What to work on => For the string "instance", count the lines in the records below that contain it. Answer with that number alone.

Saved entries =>

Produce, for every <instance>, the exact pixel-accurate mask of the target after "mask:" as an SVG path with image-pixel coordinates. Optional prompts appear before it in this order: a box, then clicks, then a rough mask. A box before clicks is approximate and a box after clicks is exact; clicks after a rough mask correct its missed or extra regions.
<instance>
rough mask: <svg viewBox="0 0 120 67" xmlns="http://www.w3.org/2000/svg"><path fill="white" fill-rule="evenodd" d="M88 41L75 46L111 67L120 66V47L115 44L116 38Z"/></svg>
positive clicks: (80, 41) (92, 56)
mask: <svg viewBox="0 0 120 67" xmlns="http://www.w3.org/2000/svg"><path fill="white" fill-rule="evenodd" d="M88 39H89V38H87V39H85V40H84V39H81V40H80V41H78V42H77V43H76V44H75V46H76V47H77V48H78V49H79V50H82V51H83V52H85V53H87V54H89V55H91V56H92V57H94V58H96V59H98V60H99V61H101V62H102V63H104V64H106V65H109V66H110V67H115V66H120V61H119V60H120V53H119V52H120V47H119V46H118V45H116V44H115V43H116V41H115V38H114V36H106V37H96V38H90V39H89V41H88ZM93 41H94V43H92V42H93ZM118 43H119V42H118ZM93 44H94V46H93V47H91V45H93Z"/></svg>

Task solution => 2